■ **PROMPT**
An image-free, word-for-word version of the records below is to be returned.

(Data items)
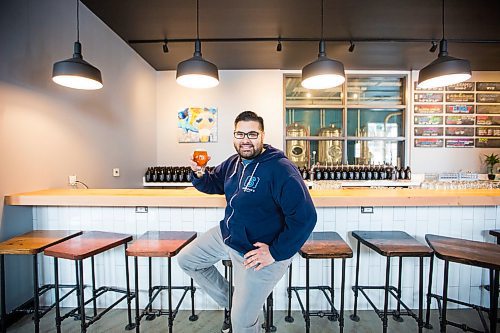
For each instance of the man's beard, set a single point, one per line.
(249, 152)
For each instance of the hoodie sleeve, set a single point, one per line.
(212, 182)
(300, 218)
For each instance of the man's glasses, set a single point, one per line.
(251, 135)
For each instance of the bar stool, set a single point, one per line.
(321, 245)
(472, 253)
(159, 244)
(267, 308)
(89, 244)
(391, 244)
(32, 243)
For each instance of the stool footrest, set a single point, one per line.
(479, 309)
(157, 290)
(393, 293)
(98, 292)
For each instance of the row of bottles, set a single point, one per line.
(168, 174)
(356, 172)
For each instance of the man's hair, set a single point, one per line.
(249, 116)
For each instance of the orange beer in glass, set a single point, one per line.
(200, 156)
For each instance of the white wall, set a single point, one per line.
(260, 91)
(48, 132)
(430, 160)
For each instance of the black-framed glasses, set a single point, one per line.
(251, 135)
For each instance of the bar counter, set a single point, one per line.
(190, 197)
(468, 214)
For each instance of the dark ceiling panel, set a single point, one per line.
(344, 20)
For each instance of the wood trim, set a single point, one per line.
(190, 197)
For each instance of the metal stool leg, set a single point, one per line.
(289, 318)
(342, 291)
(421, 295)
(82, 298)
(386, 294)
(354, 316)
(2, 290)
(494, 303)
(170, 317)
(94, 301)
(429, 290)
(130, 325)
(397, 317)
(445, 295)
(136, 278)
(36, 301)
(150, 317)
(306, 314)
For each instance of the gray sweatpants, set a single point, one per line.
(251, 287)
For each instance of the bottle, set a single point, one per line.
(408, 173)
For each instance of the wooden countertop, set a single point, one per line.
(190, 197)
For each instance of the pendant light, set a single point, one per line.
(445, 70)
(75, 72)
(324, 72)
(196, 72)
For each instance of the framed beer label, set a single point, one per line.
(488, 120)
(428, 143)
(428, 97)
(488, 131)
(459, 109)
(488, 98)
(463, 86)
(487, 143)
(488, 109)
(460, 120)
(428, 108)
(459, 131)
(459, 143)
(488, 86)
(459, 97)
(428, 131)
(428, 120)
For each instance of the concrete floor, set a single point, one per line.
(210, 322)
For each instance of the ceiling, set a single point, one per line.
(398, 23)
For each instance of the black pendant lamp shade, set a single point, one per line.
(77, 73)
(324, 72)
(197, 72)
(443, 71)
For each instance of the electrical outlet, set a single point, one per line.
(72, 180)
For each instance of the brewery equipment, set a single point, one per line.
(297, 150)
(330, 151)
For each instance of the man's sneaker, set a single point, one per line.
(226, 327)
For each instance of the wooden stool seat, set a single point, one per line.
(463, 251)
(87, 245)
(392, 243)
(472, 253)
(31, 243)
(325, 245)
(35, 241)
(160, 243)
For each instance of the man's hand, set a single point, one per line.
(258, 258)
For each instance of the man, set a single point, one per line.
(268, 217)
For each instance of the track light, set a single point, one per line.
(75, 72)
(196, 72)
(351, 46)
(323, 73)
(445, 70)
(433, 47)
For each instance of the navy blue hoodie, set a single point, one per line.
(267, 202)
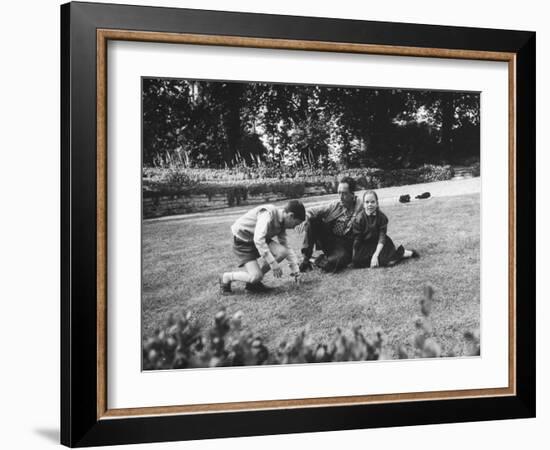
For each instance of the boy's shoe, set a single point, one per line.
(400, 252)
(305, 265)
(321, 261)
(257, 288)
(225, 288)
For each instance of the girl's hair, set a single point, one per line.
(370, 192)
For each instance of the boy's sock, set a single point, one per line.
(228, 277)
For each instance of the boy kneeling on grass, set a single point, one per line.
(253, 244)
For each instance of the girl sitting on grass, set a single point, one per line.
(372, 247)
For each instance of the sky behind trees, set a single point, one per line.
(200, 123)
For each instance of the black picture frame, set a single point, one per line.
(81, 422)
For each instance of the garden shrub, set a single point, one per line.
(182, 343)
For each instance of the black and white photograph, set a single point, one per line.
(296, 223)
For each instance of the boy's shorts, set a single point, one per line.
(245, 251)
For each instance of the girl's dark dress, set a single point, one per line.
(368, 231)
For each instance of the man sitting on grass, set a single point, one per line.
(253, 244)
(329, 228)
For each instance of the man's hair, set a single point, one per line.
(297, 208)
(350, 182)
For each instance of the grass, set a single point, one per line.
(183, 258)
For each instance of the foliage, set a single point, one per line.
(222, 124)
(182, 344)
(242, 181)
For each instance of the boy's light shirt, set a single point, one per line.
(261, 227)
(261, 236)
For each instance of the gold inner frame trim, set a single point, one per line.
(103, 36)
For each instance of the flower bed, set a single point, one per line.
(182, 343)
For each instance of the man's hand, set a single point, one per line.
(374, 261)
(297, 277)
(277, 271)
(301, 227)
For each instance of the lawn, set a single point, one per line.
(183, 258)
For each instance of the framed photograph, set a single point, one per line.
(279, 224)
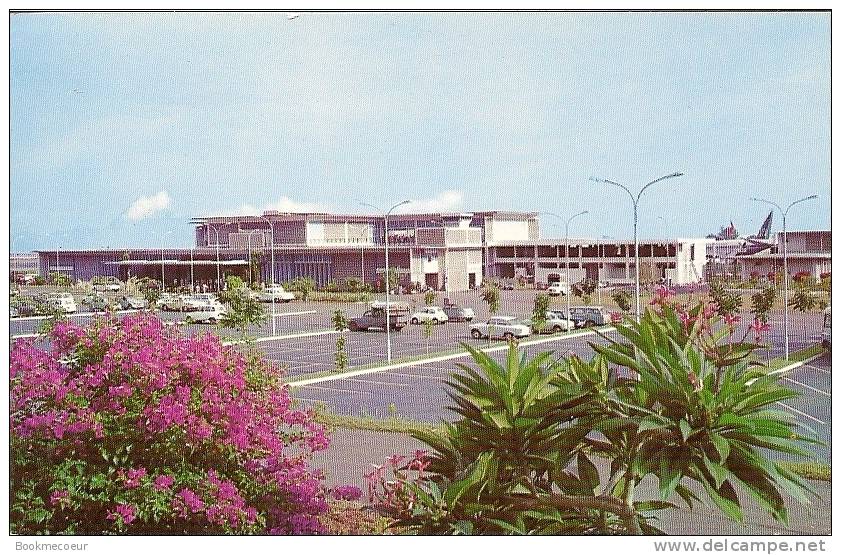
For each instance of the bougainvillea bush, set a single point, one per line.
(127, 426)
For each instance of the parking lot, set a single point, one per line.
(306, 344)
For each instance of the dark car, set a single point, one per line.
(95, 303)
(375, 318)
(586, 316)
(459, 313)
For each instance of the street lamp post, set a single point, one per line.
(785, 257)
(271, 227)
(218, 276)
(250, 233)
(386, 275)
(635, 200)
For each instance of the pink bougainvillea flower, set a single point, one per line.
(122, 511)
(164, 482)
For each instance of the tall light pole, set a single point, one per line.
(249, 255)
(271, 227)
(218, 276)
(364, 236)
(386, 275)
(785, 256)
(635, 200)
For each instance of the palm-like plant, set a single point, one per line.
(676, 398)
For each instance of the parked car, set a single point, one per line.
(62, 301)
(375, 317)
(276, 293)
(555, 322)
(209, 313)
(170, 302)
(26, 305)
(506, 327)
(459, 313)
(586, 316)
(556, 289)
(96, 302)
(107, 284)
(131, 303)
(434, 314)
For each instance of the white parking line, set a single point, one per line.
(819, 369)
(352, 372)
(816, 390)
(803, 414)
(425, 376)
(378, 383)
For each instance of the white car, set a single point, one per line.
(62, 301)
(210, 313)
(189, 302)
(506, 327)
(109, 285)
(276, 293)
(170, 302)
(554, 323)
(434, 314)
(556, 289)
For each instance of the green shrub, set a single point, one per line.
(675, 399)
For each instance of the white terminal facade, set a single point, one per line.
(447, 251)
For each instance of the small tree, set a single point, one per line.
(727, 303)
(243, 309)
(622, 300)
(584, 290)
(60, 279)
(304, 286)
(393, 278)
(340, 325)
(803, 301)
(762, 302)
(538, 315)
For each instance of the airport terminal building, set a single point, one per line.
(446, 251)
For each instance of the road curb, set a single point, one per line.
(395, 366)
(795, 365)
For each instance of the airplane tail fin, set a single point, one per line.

■ **SOLUTION FOR THIS PROBLEM**
For each instance of the man's beard, set a single point, one per line.
(249, 152)
For each instance of the hoodie sleeve, set a single point, one per line.
(212, 182)
(300, 218)
For each instance of the man's glasses, set a single point, one per line.
(251, 135)
For each instance of the bar stool, set a single point, one per line.
(321, 245)
(472, 253)
(159, 244)
(267, 308)
(89, 244)
(391, 244)
(32, 243)
For each instance of the stool footrest, set a single point, one per line.
(479, 309)
(157, 290)
(393, 293)
(98, 292)
For each instance of the row of bottles, set a single point, one per line.
(168, 174)
(356, 172)
For each instance of the man's hair, set a single point, one per line.
(249, 116)
For each instance of the orange beer in glass, set a single point, one per line.
(200, 156)
For each instance of the white wall, set a single point, one per line.
(260, 91)
(48, 132)
(430, 160)
For each instance of the black-framed glasses, set a single point, one per line.
(251, 135)
For each instance of the bar counter, set a single point, one per line.
(190, 197)
(468, 214)
For each instance of the dark ceiling panel, set a single point, one per line.
(344, 20)
For each instance of the wood trim, set a single point, one per line.
(190, 197)
For each instance of the metal stool leg, set a single point, one per line.
(289, 318)
(342, 291)
(421, 295)
(82, 298)
(386, 294)
(354, 316)
(2, 290)
(494, 303)
(170, 317)
(94, 301)
(429, 290)
(130, 325)
(397, 317)
(445, 295)
(136, 278)
(36, 301)
(150, 317)
(306, 314)
For each instance of the gray sweatpants, set a single point, one per line.
(251, 287)
For each instance of the bottle, set a single point, one per line.
(408, 173)
For each instance of the wooden countertop, set a single point, one per line.
(190, 197)
For each instance of the pendant light, set a single point, one per line.
(445, 70)
(75, 72)
(324, 72)
(196, 72)
For each instance of the framed beer label, set a single point, one per line.
(488, 120)
(428, 143)
(428, 97)
(488, 131)
(459, 109)
(488, 98)
(463, 86)
(487, 143)
(488, 109)
(460, 120)
(428, 108)
(459, 131)
(459, 143)
(488, 86)
(459, 97)
(428, 131)
(428, 120)
For each instance of the concrete floor, set a single point, one per line.
(210, 322)
For each instance of the ceiling, set a single point, one per line.
(398, 23)
For each instance of the black pendant lamp shade, set a single point, one per line.
(77, 73)
(324, 72)
(197, 72)
(443, 71)
For each instance of the electrical outlet, set a single point, one per line.
(72, 180)
For each instance of the brewery equipment, set a single point, one per line.
(297, 150)
(330, 151)
For each instance of the man's sneaker, set a single point, one per line.
(226, 327)
For each instance of the wooden stool seat, set a single point, one per line.
(463, 251)
(87, 245)
(392, 243)
(472, 253)
(31, 243)
(325, 245)
(35, 241)
(160, 243)
For each instance of the man's hand, set a single point, one per line.
(258, 258)
For each instance of the man, set a single point, one per line.
(268, 217)
For each instance of the track light, set a single point, one per line.
(75, 72)
(196, 72)
(351, 46)
(323, 73)
(445, 70)
(433, 47)
For each instance of the navy blue hoodie, set a single point, one per line.
(267, 202)
For each instance of the boy's shoe, set a single point, one per line.
(400, 252)
(305, 265)
(321, 261)
(257, 288)
(225, 288)
For each instance of the girl's hair, set a single point, one per line.
(370, 192)
For each instance of the boy's sock, set a single point, one per line.
(228, 277)
For each instance of the boy kneeling on grass, set a single point, one per line.
(253, 244)
For each instance of the girl sitting on grass, set a single point, one per line.
(372, 247)
For each instance of the sky behind trees, set a single point, one per line.
(200, 123)
For each instance of the black picture frame, set a single point, one per line.
(81, 422)
For each instance of the garden shrub, set a single point, one per line.
(182, 343)
For each instance of the black and white photograph, set a single point, one per line.
(296, 223)
For each instance of the boy's shorts, set a single point, one per line.
(245, 251)
For each instance of the girl's dark dress, set a single point, one per line.
(368, 231)
For each instance of the man sitting on grass, set a single point, one per line.
(253, 244)
(329, 228)
For each instance of the man's hair, set a single point, one per line.
(297, 208)
(350, 182)
For each instance of the grass, set a single point, one per line.
(183, 258)
For each instance of the foliage, set a single point, one per line.
(222, 124)
(182, 344)
(242, 181)
For each instance of the boy's light shirt, set a single point, one per line.
(261, 227)
(261, 236)
For each instance of the gold inner frame trim, set a single point, one per line.
(103, 36)
For each instance of the flower bed, set a single point, one per line.
(182, 343)
For each instance of the man's hand, set a single point, one per line.
(374, 261)
(297, 277)
(277, 271)
(301, 227)
For each instance of the lawn, set a single point, one per line.
(183, 258)
For each instance of the framed photograph, set a single point, one per line.
(279, 224)
For each instance of the bougainvillea bush, set a single point, one per line.
(127, 426)
For each instance of the parking lot, set a single point, one per line.
(306, 344)
For each instance of the dark car, set a single point, one per line.
(95, 303)
(375, 318)
(586, 316)
(459, 313)
For each instance of the street lamp post, set a single point, one per line.
(785, 257)
(271, 227)
(218, 276)
(250, 233)
(386, 275)
(635, 200)
For each instance of the pink bougainvillea flower, set a single point, one per line.
(122, 511)
(164, 482)
For each instance of the tall light pole, set a single point, one per line.
(249, 255)
(271, 227)
(218, 276)
(364, 236)
(386, 275)
(785, 256)
(635, 200)
For each instance of the palm-like plant, set a single point, one per line.
(676, 398)
For each instance of the parked car, set a single point, one per line.
(62, 301)
(375, 317)
(276, 293)
(555, 322)
(209, 313)
(170, 302)
(26, 305)
(506, 327)
(459, 313)
(586, 316)
(556, 289)
(96, 302)
(107, 284)
(131, 303)
(434, 314)
For each instance of the white parking line, set a single point, one per line.
(819, 369)
(352, 372)
(816, 390)
(803, 414)
(425, 376)
(378, 383)
For each instance of the white car, set a single point, one per line.
(62, 301)
(210, 313)
(189, 302)
(506, 327)
(109, 285)
(276, 293)
(170, 302)
(554, 323)
(434, 314)
(556, 289)
For each instance of the green shrub, set a single point, one per line.
(675, 399)
For each instance of the white terminal facade, set a single point, one per line.
(447, 251)
For each instance of the small tree, set a single point, one per line.
(727, 303)
(243, 309)
(622, 300)
(584, 290)
(60, 279)
(304, 286)
(393, 278)
(340, 325)
(803, 301)
(762, 302)
(538, 315)
For each instance of the airport terminal building, set a single point, one per line.
(446, 251)
For each instance of the road curb, set a single point, one per line.
(395, 366)
(795, 365)
For each instance of the airplane tail fin, set a single point, one per line.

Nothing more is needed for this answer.